* _The input_:
◆ ◆ ◆ ◆

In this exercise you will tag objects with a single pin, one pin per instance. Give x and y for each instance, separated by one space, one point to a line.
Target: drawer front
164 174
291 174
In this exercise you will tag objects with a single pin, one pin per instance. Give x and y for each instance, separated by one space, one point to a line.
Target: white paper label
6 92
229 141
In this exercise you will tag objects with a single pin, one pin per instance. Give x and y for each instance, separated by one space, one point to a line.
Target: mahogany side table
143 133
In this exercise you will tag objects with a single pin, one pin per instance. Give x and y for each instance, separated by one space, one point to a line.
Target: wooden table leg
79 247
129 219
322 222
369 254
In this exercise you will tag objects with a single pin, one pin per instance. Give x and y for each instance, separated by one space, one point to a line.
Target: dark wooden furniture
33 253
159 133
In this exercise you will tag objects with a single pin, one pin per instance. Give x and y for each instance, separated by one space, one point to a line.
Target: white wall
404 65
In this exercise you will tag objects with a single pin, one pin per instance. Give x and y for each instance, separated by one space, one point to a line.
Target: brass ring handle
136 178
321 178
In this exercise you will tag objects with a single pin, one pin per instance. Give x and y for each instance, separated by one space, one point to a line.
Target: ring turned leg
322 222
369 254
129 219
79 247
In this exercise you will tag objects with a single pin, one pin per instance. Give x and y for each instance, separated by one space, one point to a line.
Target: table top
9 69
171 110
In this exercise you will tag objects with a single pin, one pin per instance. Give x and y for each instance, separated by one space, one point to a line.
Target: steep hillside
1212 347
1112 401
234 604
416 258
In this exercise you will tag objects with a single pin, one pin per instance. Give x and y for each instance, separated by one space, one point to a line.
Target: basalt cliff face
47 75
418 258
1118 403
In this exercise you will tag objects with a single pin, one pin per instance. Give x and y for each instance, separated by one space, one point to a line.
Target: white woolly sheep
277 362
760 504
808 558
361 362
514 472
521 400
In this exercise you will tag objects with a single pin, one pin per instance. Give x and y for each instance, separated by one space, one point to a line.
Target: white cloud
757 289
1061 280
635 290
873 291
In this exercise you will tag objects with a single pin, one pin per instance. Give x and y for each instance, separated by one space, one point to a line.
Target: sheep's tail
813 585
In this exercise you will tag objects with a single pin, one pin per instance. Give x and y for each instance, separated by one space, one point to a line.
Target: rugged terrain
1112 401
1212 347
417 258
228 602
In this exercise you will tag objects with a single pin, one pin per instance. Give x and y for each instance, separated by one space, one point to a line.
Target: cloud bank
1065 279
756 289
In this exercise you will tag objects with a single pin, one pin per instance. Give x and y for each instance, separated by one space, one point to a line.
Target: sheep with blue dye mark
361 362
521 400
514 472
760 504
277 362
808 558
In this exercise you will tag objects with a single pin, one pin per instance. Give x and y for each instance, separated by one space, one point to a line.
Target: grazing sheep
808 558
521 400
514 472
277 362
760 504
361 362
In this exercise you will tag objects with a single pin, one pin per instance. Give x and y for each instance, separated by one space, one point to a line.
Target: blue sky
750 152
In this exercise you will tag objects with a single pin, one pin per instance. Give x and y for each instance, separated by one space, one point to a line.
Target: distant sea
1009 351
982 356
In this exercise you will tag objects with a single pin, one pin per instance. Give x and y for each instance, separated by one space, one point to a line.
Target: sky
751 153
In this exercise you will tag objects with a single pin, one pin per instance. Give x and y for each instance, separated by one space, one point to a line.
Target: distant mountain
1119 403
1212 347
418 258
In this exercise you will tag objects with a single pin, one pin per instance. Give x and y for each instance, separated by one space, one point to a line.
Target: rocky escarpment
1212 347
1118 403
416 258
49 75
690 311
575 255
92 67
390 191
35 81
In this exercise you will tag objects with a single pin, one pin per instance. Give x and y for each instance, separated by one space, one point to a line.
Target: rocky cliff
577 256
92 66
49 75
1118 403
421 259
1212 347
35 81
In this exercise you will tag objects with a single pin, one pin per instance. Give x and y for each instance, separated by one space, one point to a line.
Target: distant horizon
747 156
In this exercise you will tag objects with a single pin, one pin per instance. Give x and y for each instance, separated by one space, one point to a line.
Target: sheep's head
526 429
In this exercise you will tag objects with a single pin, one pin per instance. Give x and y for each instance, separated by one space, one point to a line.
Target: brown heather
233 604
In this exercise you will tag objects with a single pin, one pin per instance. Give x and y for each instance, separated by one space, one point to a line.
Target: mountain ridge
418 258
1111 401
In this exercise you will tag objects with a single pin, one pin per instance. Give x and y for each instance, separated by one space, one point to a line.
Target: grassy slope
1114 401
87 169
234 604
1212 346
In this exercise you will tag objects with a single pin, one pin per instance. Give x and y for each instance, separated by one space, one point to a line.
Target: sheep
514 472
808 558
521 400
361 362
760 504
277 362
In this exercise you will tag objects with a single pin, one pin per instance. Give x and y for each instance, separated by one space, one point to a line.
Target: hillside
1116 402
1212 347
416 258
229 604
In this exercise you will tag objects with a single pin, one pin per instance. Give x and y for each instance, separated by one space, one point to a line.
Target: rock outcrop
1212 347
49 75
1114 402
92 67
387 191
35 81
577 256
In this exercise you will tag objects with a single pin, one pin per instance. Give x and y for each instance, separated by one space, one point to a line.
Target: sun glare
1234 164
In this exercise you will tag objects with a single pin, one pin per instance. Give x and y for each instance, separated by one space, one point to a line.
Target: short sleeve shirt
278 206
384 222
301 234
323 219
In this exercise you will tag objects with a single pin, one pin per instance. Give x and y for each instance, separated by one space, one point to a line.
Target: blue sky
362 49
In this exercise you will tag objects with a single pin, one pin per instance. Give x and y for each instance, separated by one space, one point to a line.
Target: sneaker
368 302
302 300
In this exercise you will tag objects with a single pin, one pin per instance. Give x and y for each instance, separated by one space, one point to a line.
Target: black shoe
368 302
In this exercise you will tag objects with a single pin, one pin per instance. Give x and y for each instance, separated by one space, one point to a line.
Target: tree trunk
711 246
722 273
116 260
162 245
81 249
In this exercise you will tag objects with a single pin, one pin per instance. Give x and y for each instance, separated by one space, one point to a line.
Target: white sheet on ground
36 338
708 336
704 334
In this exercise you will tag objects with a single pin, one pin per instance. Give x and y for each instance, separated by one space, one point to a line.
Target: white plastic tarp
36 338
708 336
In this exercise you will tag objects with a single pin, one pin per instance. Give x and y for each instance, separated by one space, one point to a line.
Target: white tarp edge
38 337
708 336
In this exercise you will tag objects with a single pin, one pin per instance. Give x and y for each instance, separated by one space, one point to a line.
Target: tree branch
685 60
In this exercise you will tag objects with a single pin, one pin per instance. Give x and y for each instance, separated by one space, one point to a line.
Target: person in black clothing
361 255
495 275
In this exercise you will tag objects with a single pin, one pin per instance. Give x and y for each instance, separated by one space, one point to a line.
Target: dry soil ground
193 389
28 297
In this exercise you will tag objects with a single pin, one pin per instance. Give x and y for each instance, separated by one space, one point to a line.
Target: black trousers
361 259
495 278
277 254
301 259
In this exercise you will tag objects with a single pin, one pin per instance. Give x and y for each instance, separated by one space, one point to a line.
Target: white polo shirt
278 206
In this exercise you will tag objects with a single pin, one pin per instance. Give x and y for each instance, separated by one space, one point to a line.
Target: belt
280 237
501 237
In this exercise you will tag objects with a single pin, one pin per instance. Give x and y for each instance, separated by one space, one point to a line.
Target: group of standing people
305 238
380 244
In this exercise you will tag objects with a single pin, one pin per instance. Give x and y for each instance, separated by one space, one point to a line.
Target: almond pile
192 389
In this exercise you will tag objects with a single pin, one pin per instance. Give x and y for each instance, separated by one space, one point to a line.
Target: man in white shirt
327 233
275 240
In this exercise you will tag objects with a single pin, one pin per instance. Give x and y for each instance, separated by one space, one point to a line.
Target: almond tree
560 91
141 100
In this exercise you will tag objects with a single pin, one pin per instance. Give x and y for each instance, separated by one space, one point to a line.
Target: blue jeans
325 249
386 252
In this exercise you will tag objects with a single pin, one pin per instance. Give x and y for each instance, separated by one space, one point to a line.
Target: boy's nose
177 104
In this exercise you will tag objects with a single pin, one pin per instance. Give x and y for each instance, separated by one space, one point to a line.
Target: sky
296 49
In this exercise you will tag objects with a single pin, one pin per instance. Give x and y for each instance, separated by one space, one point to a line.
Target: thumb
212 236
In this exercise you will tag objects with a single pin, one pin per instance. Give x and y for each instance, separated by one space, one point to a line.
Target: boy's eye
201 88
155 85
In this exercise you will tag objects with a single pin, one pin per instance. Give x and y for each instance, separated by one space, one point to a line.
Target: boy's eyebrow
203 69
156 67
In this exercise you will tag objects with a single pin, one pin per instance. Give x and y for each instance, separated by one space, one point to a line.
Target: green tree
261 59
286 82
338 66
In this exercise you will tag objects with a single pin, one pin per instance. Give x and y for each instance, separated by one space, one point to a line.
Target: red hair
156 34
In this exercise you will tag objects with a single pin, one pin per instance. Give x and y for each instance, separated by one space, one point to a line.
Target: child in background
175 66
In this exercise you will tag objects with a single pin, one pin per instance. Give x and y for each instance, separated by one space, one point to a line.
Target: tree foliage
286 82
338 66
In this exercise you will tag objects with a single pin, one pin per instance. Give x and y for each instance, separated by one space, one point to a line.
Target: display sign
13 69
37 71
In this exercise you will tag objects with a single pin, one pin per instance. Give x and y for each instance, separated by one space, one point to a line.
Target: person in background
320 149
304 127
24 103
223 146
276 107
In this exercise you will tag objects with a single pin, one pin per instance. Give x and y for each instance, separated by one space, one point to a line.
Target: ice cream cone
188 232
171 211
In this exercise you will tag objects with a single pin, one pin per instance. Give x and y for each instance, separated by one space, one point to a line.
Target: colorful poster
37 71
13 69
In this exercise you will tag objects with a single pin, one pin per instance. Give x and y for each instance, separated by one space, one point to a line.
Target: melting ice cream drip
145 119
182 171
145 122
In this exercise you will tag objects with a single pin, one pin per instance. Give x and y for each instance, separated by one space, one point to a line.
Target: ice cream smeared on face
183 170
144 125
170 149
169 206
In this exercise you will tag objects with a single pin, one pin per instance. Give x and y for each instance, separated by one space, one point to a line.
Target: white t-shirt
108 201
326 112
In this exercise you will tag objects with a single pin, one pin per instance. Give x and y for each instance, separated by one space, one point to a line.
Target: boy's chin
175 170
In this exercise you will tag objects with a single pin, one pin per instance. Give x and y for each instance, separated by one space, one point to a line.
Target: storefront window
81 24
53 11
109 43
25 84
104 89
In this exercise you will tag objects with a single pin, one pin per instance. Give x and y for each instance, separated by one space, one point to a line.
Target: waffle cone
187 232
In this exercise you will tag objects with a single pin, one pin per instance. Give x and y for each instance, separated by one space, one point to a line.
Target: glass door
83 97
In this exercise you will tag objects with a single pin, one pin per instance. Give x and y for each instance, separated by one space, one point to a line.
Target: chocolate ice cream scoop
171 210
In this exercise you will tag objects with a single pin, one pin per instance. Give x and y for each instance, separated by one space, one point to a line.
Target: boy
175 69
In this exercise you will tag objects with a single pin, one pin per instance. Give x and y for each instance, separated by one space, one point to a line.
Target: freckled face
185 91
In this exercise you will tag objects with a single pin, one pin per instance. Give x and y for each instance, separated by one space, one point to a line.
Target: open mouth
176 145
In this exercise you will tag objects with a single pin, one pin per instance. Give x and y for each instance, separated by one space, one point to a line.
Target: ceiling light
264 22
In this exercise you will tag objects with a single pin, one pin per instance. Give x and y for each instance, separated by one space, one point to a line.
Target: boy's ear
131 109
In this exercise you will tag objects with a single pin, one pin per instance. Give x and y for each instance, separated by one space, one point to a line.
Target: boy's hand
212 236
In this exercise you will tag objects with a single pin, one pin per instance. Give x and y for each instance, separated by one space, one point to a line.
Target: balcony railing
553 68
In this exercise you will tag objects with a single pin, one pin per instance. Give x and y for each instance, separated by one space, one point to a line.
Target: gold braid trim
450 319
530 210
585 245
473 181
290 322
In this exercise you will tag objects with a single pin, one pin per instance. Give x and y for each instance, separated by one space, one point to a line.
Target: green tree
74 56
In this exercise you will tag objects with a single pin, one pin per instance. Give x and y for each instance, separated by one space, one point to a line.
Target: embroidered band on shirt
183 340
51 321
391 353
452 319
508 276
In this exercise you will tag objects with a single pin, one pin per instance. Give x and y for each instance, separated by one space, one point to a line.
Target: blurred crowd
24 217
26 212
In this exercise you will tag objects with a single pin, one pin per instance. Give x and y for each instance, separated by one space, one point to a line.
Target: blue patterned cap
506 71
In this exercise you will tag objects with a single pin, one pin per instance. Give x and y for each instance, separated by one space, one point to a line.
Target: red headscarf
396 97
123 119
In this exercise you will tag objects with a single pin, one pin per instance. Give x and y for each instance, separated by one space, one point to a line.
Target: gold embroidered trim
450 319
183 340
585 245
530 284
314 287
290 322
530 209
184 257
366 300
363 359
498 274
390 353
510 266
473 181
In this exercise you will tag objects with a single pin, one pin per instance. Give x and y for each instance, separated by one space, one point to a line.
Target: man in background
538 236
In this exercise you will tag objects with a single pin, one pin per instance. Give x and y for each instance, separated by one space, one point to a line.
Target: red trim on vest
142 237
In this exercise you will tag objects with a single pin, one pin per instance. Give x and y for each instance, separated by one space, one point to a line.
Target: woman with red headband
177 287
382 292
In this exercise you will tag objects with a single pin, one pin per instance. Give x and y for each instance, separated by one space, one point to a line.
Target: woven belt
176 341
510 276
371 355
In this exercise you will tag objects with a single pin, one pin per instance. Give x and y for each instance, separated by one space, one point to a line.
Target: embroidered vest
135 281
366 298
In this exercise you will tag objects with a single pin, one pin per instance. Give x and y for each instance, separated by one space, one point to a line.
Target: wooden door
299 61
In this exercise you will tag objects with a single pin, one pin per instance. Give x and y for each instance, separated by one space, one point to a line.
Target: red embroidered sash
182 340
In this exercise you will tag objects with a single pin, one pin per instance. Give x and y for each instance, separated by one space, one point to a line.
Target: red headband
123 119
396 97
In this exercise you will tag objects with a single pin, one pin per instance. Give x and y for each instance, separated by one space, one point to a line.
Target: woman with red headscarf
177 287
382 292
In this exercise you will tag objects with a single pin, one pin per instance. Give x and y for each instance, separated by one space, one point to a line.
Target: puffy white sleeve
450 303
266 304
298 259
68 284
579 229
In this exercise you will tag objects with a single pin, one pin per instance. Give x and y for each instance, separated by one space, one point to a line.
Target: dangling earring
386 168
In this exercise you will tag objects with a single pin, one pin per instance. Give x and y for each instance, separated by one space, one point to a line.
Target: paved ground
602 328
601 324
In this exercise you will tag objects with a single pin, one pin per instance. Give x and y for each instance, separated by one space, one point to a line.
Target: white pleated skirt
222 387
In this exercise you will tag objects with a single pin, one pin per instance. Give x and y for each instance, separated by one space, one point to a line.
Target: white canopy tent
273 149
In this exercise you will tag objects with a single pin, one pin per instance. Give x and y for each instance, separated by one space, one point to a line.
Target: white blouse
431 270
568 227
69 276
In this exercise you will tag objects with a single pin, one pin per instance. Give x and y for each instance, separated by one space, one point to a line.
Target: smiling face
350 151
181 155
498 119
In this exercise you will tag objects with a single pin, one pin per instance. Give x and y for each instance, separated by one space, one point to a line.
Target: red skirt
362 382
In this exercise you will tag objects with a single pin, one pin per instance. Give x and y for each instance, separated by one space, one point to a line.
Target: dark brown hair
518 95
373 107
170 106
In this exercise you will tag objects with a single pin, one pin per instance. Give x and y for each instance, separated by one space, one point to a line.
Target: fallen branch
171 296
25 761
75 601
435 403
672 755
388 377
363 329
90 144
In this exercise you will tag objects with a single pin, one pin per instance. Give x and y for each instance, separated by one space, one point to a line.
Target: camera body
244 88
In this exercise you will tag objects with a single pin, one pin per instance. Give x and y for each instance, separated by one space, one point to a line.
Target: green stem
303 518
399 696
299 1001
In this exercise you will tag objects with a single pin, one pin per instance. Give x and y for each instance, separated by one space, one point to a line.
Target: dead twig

◆ ◆ ◆ ◆

* _Task objective_: Find every line in the records above that contains the string "brown", matching case exactly, and copy each such line in full.

* _Final result_:
Target: brown heather
Target: dark brown hair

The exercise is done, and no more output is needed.